Posted: 04 Jun 2015 10:21
AM PDT
No último dia 21 de maio, o
portal G1 publicou espelhos de dez redações que obtiveram nota
máxima na edição do ano de 2014 do Exame Nacional do Ensino Médio
(Enem) cujo tema da proposta de redação foi “Publicidade Infantil em Questão no Brasil”. No texto de
hoje, iremos analisar um desses textos a fim de gerar uma reflexão acerca do
que a banca elaboradora e corretora espera de um candidato ideal.
Primeiramente, a fim de
situar os nossos leitores, gostaríamos de resumir o que a coletânea de textos
motivadores dessa proposta de redação do Enem traz aos candidatos.
O segundo texto
da coletânea de textos motivadores, por sua vez, é um texto multimodal, já que
trata-se de um mapa mundial que mostra como alguns países lidam com a questão
da publicidade voltada ao público infantil. Por meio de sua leitura e análise,
os candidatos tomaram ciência de quais países regulamentam, proíbem (total ou
parcialmente) e liberam tais propagandas e como essas ações são feitas.

+ + + + + + +

INSTRUÇÕES:
[a] Segundo o trecho do documento, qual foi o tema da proposta de redação do Enem de 2014?
[b] Responda se cada afirmação concorda com o trecho do documento e cite as palavras dele que decidem: (i) o portal G1 publicou espelhos de dez redações com nota máxima; (ii) o segundo texto motivador é um gráfico de barras; (iii) o mapa mostra só os países que proíbem propagandas voltadas ao público infantil.
Não é preciso consultar as linhas.

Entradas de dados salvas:
+ + + + + + +

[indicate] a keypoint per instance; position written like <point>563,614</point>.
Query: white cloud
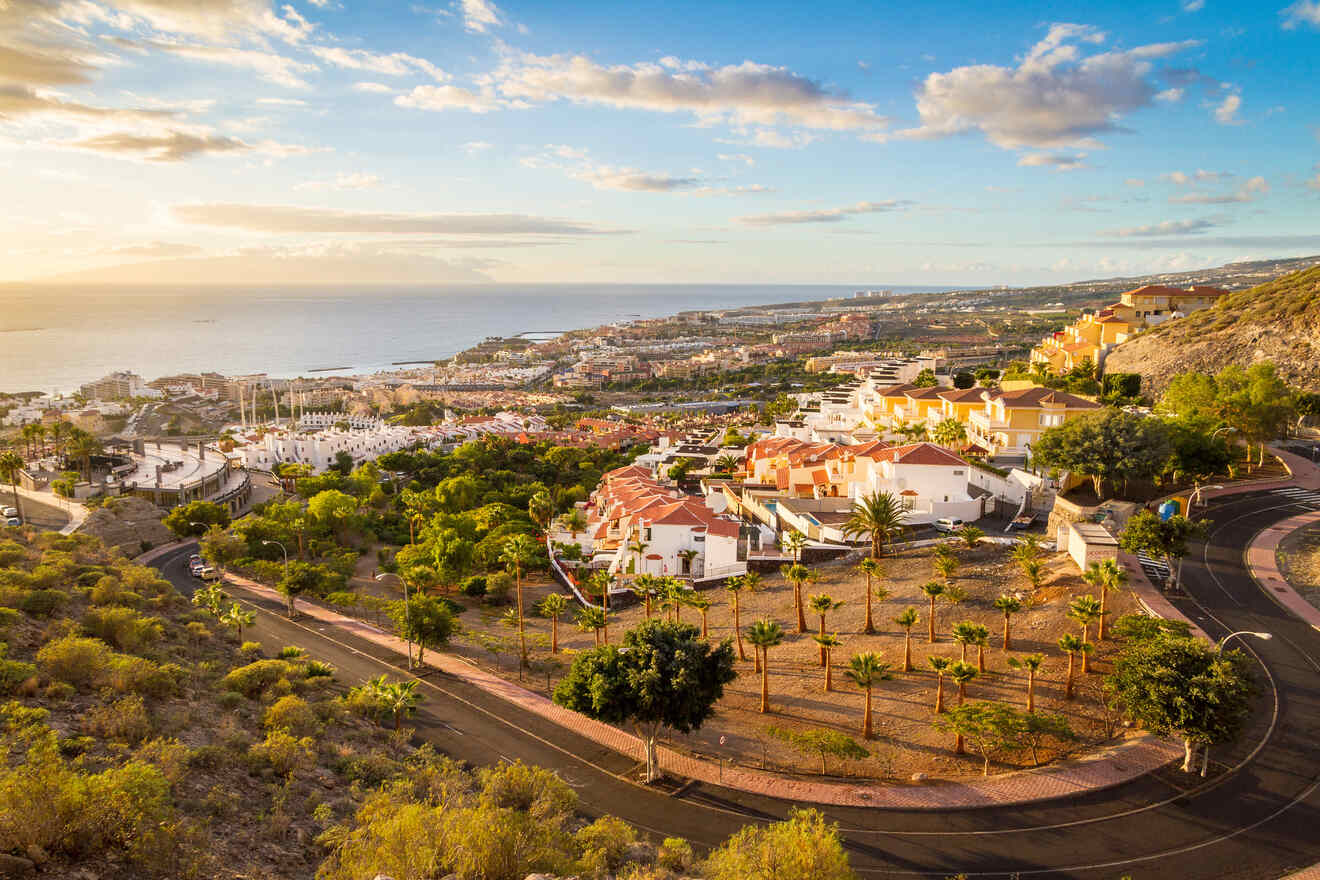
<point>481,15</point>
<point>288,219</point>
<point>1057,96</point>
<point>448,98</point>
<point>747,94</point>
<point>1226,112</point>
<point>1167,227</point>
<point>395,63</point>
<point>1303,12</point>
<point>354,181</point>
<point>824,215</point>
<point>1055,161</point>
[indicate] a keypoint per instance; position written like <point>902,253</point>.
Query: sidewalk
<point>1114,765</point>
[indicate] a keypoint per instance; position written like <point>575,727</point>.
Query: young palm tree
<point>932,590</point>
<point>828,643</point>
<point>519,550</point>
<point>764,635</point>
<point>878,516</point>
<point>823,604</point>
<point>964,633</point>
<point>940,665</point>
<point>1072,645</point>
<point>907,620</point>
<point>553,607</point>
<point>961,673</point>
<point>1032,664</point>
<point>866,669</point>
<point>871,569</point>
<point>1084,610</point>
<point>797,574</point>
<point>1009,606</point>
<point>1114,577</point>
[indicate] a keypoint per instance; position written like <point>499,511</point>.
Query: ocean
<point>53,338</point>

+ + + + + + +

RESPOSTAS ESPERADAS:
[a] “Publicidade Infantil em Questão no Brasil”.

[b]
(i) Sim: "o portal G1 publicou espelhos de dez redações que obtiveram nota máxima".
(ii) Não: "trata-se de um mapa mundial".
(iii) Não: "quais países regulamentam, proíbem (total ou parcialmente) e liberam tais propagandas".